Objective
Find every line in the records below that contains the word "asphalt" and copy each of those lines in full.

Data in this exercise
____

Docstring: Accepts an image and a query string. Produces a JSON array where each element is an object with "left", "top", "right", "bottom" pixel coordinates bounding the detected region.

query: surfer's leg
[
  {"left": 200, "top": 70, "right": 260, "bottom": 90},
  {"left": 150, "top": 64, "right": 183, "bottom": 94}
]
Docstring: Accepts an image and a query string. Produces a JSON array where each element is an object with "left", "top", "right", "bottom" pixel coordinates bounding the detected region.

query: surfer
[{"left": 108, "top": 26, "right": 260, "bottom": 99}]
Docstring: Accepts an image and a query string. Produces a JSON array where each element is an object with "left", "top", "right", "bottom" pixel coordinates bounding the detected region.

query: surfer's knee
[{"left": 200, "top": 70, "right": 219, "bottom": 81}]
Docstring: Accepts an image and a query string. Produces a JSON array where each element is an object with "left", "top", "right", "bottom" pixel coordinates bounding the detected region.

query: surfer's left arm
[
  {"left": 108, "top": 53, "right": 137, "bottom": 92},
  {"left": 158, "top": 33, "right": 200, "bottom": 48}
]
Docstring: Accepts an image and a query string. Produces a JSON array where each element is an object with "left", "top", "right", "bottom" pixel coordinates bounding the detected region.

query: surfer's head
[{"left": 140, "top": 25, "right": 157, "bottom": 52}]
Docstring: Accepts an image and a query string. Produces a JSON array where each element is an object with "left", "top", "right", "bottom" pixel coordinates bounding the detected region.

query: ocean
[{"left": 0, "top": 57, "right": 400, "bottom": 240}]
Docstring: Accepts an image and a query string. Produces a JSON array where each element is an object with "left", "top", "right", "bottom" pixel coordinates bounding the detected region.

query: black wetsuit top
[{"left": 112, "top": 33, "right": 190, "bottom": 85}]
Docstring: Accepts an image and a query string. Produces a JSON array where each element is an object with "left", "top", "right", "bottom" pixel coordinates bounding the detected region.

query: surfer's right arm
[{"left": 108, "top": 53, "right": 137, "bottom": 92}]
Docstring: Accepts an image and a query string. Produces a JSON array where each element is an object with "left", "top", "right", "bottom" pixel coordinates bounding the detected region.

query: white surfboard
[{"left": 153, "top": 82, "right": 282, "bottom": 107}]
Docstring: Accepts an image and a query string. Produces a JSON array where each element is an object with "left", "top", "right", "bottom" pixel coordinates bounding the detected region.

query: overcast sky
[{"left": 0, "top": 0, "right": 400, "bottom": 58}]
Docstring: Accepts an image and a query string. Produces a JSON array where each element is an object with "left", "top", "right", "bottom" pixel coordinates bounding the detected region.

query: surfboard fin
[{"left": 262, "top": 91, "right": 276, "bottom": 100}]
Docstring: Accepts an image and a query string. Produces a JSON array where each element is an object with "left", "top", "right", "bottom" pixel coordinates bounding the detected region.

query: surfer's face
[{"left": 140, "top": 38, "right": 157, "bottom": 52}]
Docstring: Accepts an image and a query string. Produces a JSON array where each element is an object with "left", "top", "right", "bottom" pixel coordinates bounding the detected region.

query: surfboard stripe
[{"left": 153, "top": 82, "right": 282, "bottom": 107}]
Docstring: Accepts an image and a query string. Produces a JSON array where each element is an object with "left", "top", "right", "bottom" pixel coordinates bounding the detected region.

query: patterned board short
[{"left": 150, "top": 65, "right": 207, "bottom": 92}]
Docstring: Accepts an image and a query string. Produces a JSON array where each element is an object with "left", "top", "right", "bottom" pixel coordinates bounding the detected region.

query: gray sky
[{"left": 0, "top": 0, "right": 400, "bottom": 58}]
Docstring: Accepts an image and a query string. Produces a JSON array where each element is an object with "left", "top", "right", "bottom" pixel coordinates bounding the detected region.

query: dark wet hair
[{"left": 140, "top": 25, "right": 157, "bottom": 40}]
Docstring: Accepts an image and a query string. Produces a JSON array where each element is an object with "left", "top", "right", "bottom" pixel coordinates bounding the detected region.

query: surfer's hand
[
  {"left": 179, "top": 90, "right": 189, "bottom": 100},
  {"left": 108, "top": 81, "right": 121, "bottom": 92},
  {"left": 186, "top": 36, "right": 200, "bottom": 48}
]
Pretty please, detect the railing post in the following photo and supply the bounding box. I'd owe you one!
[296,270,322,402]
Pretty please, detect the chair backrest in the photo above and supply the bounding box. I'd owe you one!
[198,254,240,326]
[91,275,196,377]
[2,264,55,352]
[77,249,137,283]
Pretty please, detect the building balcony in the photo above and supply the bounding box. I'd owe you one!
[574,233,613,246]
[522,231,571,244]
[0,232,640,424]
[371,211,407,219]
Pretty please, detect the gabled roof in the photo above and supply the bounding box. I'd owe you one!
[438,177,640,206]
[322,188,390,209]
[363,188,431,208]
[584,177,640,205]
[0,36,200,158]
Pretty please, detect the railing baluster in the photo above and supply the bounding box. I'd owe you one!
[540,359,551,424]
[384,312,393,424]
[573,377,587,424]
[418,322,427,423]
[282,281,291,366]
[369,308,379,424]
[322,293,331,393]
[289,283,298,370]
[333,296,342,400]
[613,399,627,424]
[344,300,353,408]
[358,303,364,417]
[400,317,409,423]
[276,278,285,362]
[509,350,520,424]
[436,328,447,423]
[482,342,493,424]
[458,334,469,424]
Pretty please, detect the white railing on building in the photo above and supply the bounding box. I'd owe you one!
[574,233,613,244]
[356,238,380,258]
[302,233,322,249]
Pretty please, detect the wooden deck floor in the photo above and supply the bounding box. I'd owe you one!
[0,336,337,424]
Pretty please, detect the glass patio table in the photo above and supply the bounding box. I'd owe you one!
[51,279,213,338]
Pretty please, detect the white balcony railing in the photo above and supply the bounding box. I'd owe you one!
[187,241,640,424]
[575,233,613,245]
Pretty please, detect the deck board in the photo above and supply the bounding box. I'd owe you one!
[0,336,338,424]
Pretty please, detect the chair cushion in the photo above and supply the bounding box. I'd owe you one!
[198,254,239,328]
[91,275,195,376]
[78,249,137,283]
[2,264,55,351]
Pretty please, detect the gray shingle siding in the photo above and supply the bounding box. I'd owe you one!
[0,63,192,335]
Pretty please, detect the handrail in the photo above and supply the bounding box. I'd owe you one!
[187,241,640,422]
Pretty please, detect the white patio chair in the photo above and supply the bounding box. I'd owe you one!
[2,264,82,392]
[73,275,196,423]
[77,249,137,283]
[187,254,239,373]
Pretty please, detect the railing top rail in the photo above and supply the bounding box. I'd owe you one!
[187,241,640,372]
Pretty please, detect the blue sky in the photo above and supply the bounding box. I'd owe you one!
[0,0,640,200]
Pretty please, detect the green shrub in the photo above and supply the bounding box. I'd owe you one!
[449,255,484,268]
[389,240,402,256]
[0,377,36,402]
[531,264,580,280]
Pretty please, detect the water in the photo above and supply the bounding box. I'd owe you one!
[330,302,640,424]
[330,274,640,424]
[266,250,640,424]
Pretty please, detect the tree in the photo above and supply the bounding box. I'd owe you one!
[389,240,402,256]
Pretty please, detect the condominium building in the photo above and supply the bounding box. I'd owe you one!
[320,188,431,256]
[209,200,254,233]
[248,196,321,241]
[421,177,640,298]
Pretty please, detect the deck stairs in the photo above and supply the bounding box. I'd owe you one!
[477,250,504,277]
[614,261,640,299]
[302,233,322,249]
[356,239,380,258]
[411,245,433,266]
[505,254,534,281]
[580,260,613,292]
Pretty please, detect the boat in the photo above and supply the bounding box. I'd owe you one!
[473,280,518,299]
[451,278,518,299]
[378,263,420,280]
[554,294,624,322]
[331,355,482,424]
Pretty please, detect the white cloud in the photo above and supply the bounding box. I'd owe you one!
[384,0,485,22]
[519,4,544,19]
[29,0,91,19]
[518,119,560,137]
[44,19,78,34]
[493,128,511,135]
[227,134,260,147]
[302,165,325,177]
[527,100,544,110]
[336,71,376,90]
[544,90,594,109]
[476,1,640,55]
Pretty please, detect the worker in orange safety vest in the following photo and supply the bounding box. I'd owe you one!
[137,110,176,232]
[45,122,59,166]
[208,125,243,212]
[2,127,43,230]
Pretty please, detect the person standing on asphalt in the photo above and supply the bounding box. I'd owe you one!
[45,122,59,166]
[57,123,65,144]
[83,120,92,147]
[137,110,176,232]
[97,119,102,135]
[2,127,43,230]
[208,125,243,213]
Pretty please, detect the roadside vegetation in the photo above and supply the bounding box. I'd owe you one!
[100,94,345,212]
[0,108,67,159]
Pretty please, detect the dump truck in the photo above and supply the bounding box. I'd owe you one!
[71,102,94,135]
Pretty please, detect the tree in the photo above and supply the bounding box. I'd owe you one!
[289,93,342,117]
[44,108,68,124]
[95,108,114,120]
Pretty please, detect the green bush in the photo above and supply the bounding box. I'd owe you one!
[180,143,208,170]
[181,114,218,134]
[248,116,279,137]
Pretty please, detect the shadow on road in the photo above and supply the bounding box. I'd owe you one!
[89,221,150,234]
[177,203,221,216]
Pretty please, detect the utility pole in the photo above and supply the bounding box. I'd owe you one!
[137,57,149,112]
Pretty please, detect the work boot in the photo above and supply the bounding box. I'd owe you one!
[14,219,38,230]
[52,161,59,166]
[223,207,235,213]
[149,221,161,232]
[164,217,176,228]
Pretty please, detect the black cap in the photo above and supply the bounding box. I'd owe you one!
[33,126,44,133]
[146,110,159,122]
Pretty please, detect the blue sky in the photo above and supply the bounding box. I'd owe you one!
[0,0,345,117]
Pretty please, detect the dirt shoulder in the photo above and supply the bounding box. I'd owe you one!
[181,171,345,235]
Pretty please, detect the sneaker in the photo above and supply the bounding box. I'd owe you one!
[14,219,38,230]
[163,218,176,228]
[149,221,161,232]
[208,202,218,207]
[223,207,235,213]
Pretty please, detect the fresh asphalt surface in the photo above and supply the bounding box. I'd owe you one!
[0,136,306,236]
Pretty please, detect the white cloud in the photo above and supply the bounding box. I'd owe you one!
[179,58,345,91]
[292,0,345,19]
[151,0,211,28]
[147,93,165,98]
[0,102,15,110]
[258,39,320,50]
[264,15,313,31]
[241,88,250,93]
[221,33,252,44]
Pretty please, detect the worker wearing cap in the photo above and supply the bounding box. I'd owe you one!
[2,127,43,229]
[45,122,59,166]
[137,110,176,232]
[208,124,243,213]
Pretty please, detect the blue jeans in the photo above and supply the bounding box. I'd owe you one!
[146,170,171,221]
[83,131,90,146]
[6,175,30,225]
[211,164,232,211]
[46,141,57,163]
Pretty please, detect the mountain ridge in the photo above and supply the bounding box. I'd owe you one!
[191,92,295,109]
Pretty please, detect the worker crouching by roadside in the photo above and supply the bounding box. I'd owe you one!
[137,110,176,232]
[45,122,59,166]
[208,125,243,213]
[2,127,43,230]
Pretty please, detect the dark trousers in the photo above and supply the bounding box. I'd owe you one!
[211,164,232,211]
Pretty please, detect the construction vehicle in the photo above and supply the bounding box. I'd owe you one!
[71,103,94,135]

____

Solution for this exercise
Pretty please, detect the person standing on asphalt in the photo above and supply the bounding box. I'd owe you one!
Pretty please, detect the fresh asphalt surface in the photo above and supply the bounding box. I'd owe you one!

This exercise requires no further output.